## [TASK]
Give back all of the records exactly.
EXTRACTED RECORDS section start
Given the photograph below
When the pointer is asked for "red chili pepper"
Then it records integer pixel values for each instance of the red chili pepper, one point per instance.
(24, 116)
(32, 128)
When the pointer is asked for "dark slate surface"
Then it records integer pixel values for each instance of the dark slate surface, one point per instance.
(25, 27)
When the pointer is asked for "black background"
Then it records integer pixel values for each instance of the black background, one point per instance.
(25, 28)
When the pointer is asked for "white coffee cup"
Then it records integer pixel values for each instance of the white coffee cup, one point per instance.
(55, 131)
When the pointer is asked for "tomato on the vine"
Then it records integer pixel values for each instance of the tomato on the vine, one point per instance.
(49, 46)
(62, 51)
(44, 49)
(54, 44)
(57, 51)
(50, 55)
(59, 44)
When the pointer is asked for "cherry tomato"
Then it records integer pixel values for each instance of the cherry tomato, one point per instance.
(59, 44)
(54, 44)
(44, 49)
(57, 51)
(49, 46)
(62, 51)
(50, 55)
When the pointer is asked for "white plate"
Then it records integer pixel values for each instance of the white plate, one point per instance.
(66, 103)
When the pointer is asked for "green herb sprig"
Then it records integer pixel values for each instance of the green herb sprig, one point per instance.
EXTRACTED RECORDS section end
## [RESPONSE AREA]
Given the photograph below
When the pointer is asked for "red chili pepper"
Then it records integer pixel values for each instance of the red chili pepper, one point per instance.
(24, 116)
(32, 128)
When the pointer is asked for "dark slate surface"
Then it records integer pixel values for each instance of the dark slate surface, one point per instance.
(25, 27)
When the pointer is asked for "black background"
Then it records integer pixel values for each instance of the black background, one point per instance.
(25, 28)
When the pointer is asked for "white coffee cup"
Then it records integer pixel values for each instance of the white coffee cup, one point per instance.
(55, 131)
When the pointer is asked for "tomato on the vine"
Then it records integer pixel values for each instance of the tomato on the vine, one point per instance.
(49, 46)
(62, 51)
(44, 49)
(54, 44)
(57, 51)
(50, 55)
(59, 44)
When the pointer is asked for "cherry tomato"
Then it records integer pixel values for each instance of the cherry tomato, one point per instance.
(59, 44)
(54, 44)
(44, 49)
(57, 51)
(49, 46)
(62, 51)
(50, 55)
When the pointer is asked for "white plate"
Then it records integer pixel values for each instance of the white plate, one point per instance.
(66, 103)
When the pointer is asked for "green herb sprig"
Then it records integer pixel values for each instance of the green herb sprig, one point per instance.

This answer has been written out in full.